## Data supplied
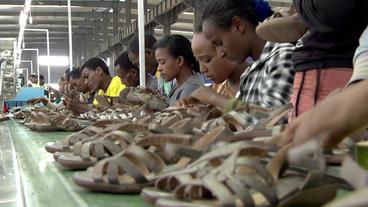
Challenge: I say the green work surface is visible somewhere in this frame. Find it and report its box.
[8,120,349,207]
[8,120,150,207]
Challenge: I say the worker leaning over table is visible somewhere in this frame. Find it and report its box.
[65,58,125,114]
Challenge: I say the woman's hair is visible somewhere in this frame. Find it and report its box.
[63,68,70,81]
[70,68,81,80]
[202,0,273,28]
[155,35,199,72]
[80,57,110,75]
[114,51,138,71]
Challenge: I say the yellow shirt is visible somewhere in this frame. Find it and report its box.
[93,76,126,105]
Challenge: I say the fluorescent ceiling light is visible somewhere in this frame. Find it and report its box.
[40,56,69,66]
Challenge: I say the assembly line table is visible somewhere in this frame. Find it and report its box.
[0,120,149,207]
[0,120,354,207]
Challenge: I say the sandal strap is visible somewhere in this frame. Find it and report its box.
[288,139,326,190]
[125,145,166,173]
[177,126,231,166]
[225,176,255,207]
[253,103,293,129]
[190,141,266,169]
[137,134,193,147]
[155,173,193,191]
[174,176,236,207]
[242,174,279,206]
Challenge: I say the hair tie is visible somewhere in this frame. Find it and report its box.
[254,0,273,22]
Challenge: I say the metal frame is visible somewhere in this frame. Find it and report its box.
[20,48,40,84]
[18,60,33,73]
[24,28,51,85]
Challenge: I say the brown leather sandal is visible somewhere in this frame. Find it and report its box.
[155,141,337,207]
[73,127,229,193]
[141,142,267,204]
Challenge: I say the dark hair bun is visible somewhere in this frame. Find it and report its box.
[254,0,273,22]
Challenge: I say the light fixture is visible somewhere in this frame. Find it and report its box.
[40,56,69,66]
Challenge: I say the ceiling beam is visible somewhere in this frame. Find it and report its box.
[1,0,155,8]
[0,11,112,18]
[0,20,112,27]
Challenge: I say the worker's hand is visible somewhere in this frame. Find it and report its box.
[176,87,223,107]
[279,81,368,147]
[64,97,93,114]
[27,97,49,105]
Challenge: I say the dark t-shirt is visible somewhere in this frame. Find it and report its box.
[293,0,368,71]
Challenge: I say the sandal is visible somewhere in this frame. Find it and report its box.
[0,114,10,122]
[155,141,337,207]
[73,127,229,193]
[45,120,123,153]
[54,124,149,169]
[141,142,267,204]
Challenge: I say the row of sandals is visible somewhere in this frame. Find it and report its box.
[12,89,366,207]
[40,99,344,207]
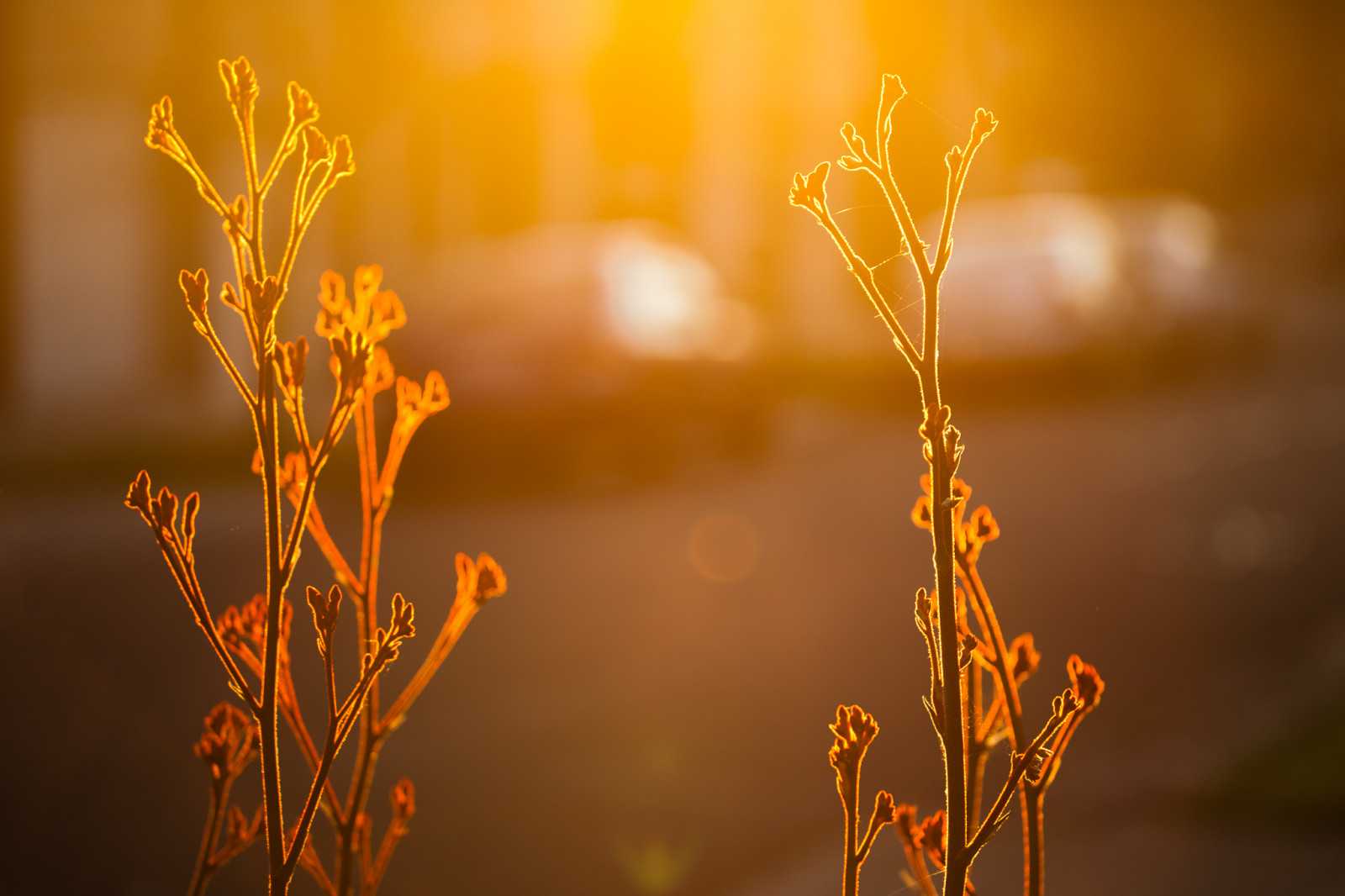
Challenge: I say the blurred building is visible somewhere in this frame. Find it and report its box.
[4,0,893,444]
[0,0,1345,446]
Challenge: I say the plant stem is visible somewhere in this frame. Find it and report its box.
[256,354,287,896]
[841,775,859,896]
[187,777,233,896]
[1022,784,1047,896]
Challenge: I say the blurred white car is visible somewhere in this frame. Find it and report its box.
[408,220,760,403]
[397,220,765,479]
[916,193,1246,363]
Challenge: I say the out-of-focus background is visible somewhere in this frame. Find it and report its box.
[0,0,1345,896]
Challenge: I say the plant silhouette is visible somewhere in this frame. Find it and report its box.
[789,74,1105,896]
[126,58,506,896]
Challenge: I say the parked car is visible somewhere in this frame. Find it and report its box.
[924,193,1255,363]
[401,220,764,492]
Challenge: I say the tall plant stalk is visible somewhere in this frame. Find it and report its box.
[789,76,1103,896]
[126,58,506,896]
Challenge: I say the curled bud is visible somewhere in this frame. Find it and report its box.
[285,81,318,128]
[328,134,355,180]
[274,336,308,403]
[193,703,257,782]
[145,97,182,153]
[916,809,944,867]
[303,125,332,168]
[1065,654,1107,713]
[388,777,415,825]
[878,74,906,137]
[219,56,258,113]
[125,470,153,516]
[789,161,831,215]
[971,109,1000,143]
[829,705,878,787]
[307,585,341,656]
[1007,632,1041,683]
[177,268,210,323]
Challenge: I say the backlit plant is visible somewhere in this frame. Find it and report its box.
[789,76,1103,896]
[126,58,506,896]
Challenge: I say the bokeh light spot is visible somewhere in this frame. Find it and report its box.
[690,514,762,584]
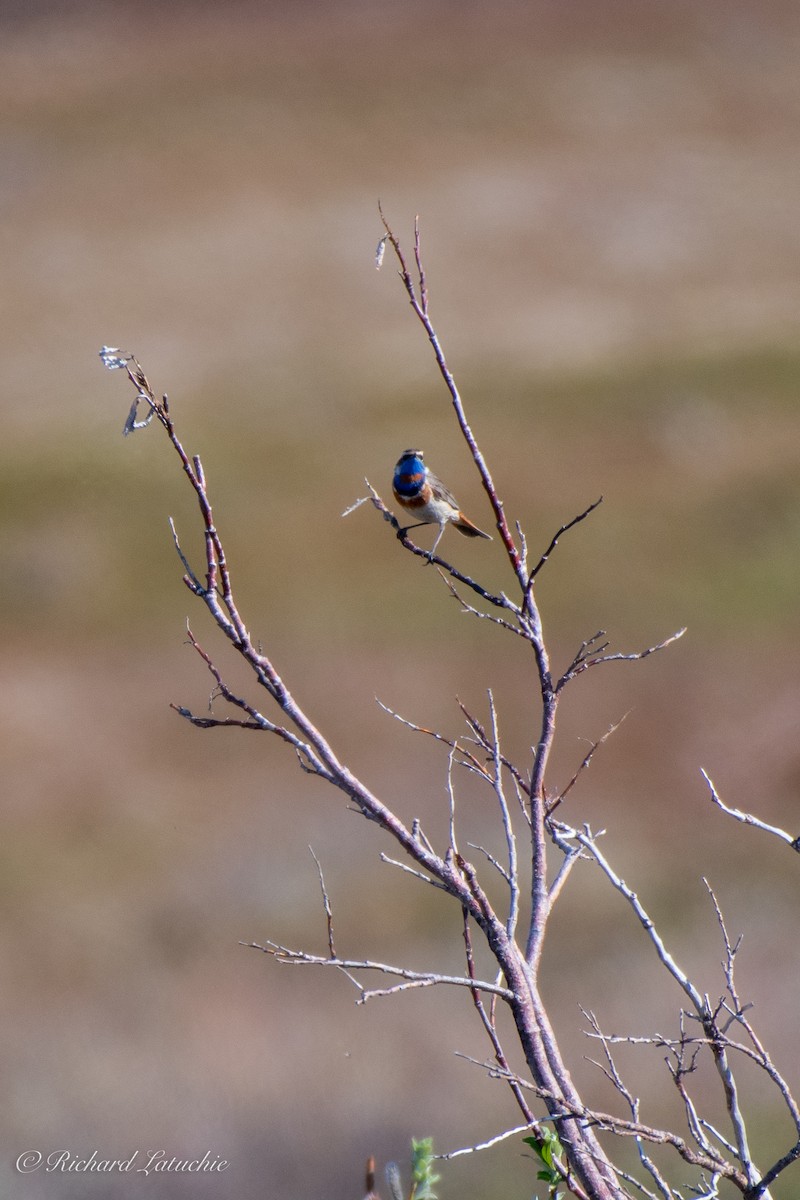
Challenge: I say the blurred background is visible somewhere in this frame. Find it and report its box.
[0,0,800,1200]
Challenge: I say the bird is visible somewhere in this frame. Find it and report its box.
[392,450,492,557]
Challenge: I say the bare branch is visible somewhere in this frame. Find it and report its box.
[557,625,686,691]
[239,941,513,1003]
[525,496,603,592]
[700,767,800,852]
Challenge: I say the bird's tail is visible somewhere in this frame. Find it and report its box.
[453,512,492,541]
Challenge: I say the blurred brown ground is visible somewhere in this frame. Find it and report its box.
[0,0,800,1200]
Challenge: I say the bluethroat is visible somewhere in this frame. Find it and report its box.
[392,450,492,554]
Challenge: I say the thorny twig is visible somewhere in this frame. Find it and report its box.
[101,211,800,1200]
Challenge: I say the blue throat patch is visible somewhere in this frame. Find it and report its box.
[393,458,425,496]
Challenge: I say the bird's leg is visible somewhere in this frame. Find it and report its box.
[397,521,429,538]
[428,521,447,563]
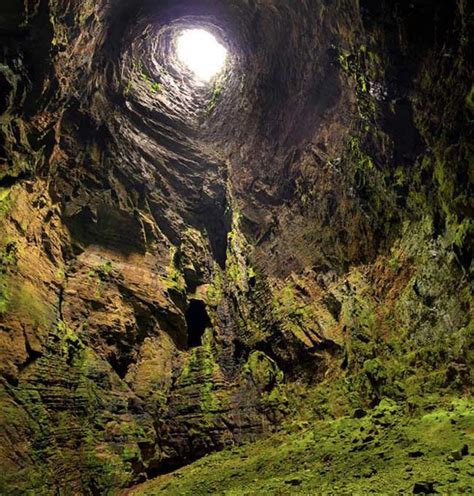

## Your instructions
How many lines in the items above contain the word "table", with case taken into account? Reply with only the number.

## Response
2